-- Opening Marker --

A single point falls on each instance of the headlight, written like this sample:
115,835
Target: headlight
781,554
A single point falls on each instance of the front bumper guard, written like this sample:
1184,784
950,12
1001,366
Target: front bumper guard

-- Closing Marker --

Tally the lines in the records that contain the word "bumper"; the answer is that number and nothing more.

2